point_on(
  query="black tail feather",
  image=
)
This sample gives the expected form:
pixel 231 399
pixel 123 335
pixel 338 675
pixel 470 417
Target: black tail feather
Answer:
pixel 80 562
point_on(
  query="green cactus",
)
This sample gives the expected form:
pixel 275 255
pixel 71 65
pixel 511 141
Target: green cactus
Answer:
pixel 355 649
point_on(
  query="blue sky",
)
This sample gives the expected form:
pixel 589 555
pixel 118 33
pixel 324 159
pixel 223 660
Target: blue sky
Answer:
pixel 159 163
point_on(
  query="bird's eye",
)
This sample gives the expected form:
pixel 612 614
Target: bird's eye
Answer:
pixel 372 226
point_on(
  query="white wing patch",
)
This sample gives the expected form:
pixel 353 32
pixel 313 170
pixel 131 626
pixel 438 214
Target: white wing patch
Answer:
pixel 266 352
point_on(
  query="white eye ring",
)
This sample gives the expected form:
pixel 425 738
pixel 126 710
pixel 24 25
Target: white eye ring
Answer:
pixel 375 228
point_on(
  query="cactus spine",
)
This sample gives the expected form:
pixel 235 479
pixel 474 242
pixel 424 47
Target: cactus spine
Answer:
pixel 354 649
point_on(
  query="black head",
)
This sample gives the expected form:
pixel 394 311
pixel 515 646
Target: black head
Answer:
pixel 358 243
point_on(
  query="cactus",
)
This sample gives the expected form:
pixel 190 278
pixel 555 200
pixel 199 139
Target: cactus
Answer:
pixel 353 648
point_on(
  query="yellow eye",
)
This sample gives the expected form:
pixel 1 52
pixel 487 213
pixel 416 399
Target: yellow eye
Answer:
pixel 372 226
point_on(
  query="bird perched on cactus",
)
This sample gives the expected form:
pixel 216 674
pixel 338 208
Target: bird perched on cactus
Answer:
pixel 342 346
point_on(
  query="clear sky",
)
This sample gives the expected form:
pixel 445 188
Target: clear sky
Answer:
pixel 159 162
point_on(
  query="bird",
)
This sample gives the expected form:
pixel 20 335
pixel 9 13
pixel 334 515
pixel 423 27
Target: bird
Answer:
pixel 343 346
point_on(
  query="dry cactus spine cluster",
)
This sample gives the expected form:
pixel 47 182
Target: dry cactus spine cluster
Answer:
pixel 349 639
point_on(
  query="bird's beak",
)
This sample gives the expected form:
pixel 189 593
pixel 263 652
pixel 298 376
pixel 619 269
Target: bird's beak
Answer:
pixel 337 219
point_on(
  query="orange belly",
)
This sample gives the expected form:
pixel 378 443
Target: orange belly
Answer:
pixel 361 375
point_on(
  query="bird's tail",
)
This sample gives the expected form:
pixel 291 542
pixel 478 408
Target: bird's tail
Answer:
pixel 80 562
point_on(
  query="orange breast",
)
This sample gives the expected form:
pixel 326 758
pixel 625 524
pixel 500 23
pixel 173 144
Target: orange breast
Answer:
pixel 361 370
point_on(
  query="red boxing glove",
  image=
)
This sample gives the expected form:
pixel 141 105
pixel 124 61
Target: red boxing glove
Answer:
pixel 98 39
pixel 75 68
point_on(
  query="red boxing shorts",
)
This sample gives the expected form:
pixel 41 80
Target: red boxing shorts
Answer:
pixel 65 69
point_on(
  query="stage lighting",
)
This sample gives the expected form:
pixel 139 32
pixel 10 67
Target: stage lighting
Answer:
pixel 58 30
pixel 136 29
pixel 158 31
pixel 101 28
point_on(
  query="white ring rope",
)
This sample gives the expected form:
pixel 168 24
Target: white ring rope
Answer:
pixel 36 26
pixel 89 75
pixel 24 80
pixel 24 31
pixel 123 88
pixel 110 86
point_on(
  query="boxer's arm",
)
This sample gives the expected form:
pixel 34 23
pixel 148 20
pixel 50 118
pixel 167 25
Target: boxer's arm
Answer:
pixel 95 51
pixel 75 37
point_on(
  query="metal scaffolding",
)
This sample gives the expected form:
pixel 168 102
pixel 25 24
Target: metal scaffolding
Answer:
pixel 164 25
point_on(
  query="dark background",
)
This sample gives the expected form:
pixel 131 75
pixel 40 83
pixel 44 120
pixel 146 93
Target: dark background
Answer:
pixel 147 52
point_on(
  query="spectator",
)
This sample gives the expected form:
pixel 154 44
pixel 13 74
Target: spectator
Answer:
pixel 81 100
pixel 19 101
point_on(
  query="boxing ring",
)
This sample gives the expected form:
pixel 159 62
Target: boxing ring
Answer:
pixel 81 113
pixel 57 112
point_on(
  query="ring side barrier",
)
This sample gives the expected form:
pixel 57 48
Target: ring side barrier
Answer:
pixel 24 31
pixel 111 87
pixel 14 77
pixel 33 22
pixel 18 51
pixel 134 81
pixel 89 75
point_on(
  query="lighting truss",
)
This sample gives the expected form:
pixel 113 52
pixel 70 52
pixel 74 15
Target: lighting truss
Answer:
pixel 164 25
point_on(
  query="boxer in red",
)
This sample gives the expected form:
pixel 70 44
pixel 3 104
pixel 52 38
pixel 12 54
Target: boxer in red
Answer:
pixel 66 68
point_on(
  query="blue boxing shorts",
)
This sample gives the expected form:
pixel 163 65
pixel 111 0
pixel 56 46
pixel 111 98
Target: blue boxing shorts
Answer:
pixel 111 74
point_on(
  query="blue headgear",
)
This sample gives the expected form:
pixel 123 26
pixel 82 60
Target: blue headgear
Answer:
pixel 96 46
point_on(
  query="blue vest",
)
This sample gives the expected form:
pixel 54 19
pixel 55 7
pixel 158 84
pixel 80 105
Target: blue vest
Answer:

........

• **Task**
Your task is to retype all of the records exactly.

• **The completed task**
point_on(
  query="black tail feather",
  image=
)
This sample gives the expected form:
pixel 231 399
pixel 123 335
pixel 338 675
pixel 470 417
Target: black tail feather
Answer:
pixel 80 562
point_on(
  query="green cactus",
)
This sample gives the expected form:
pixel 275 255
pixel 71 65
pixel 511 141
Target: green cactus
Answer:
pixel 355 649
point_on(
  query="blue sky",
)
This sample gives the expected form:
pixel 589 555
pixel 118 33
pixel 324 159
pixel 223 660
Target: blue sky
Answer:
pixel 159 163
point_on(
  query="bird's eye",
)
This sample gives the expected form:
pixel 612 614
Target: bird's eye
Answer:
pixel 372 226
point_on(
  query="white wing patch",
)
This sample gives the expected form:
pixel 353 32
pixel 313 170
pixel 131 626
pixel 438 214
Target: white wing patch
Answer:
pixel 266 352
point_on(
  query="white eye ring",
)
This sample gives the expected form:
pixel 425 738
pixel 126 710
pixel 24 25
Target: white eye ring
Answer:
pixel 375 228
point_on(
  query="cactus spine",
)
This sample gives the expected form:
pixel 235 479
pixel 474 242
pixel 424 47
Target: cactus spine
Answer:
pixel 354 649
point_on(
  query="black head",
)
This sample gives the expected form:
pixel 394 311
pixel 515 646
Target: black head
Answer:
pixel 358 243
point_on(
  query="cactus",
)
This sample gives the expected form:
pixel 190 278
pixel 555 200
pixel 199 139
Target: cactus
Answer:
pixel 353 648
point_on(
  query="yellow eye",
)
This sample gives the expected form:
pixel 1 52
pixel 487 213
pixel 416 399
Target: yellow eye
Answer:
pixel 372 226
point_on(
  query="bird perched on cactus",
)
This sample gives the expected form:
pixel 216 674
pixel 338 208
Target: bird perched on cactus
Answer:
pixel 342 346
point_on(
  query="clear sky",
)
This sample gives the expected form:
pixel 445 188
Target: clear sky
Answer:
pixel 159 162
point_on(
  query="bird",
)
This sample gives the expected form:
pixel 20 335
pixel 9 13
pixel 334 515
pixel 423 27
Target: bird
Answer:
pixel 343 346
point_on(
  query="dry cactus spine cluster",
)
This sample gives the expected form:
pixel 47 182
Target: dry cactus spine cluster
Answer:
pixel 349 639
point_on(
  query="bird's beak",
)
This sample gives the expected form:
pixel 189 593
pixel 263 652
pixel 298 376
pixel 619 269
Target: bird's beak
Answer:
pixel 337 219
point_on(
  query="orange belly",
)
This sample gives the expected form:
pixel 378 443
Target: orange belly
Answer:
pixel 361 375
point_on(
  query="bird's tail",
)
This sample gives the expected form:
pixel 291 542
pixel 478 408
Target: bird's tail
Answer:
pixel 80 562
point_on(
  query="orange breast",
)
This sample gives the expected form:
pixel 326 758
pixel 625 524
pixel 500 23
pixel 173 144
Target: orange breast
Answer:
pixel 361 370
point_on(
  query="red boxing glove",
  image=
)
This sample gives the expected form:
pixel 141 105
pixel 124 61
Target: red boxing glove
Answer:
pixel 98 39
pixel 75 68
point_on(
  query="red boxing shorts",
)
This sample gives the expected form:
pixel 41 80
Target: red boxing shorts
Answer:
pixel 65 69
point_on(
  query="stage lighting",
)
This sample gives the expected form:
pixel 139 32
pixel 10 67
Target: stage lighting
Answer:
pixel 58 30
pixel 136 29
pixel 158 31
pixel 101 28
point_on(
  query="white ring rope",
)
This sample gives the expected form:
pixel 168 24
Target: white ring rope
Answer:
pixel 36 26
pixel 89 75
pixel 24 80
pixel 24 31
pixel 123 88
pixel 110 86
point_on(
  query="boxer's arm",
)
This sample gives the expected form:
pixel 34 23
pixel 148 20
pixel 50 118
pixel 167 25
Target: boxer's arm
Answer:
pixel 95 51
pixel 75 37
point_on(
  query="metal scaffolding",
)
This sample gives the expected form:
pixel 168 102
pixel 25 24
Target: metal scaffolding
Answer:
pixel 164 25
point_on(
  query="dark background",
)
This sample gives the expected form:
pixel 131 75
pixel 40 83
pixel 44 120
pixel 146 93
Target: dark background
Answer:
pixel 147 52
point_on(
  query="spectator",
)
This sample gives the expected form:
pixel 154 44
pixel 13 74
Target: spectator
Answer:
pixel 81 100
pixel 19 101
point_on(
  query="boxing ring",
)
This sample gives the expected form:
pixel 159 62
Target: boxing ring
Answer:
pixel 81 113
pixel 57 112
point_on(
  query="ring side barrier",
)
This sample gives the expected form:
pixel 57 48
Target: ring side barrier
Answer:
pixel 24 31
pixel 111 87
pixel 14 77
pixel 33 22
pixel 18 51
pixel 134 81
pixel 89 75
point_on(
  query="lighting truss",
)
This sample gives the expected form:
pixel 113 52
pixel 70 52
pixel 74 15
Target: lighting truss
Answer:
pixel 164 25
point_on(
  query="boxer in red",
)
This sample gives the expected form:
pixel 70 44
pixel 3 104
pixel 52 38
pixel 12 54
Target: boxer in red
Answer:
pixel 66 68
point_on(
  query="blue boxing shorts",
)
This sample gives the expected form:
pixel 163 65
pixel 111 0
pixel 56 46
pixel 111 98
Target: blue boxing shorts
Answer:
pixel 111 74
point_on(
  query="blue headgear",
)
This sample gives the expected form:
pixel 123 26
pixel 82 60
Target: blue headgear
Answer:
pixel 96 46
point_on(
  query="blue vest",
)
This sample gives the expected form:
pixel 54 19
pixel 55 7
pixel 158 84
pixel 80 105
Target: blue vest
Answer:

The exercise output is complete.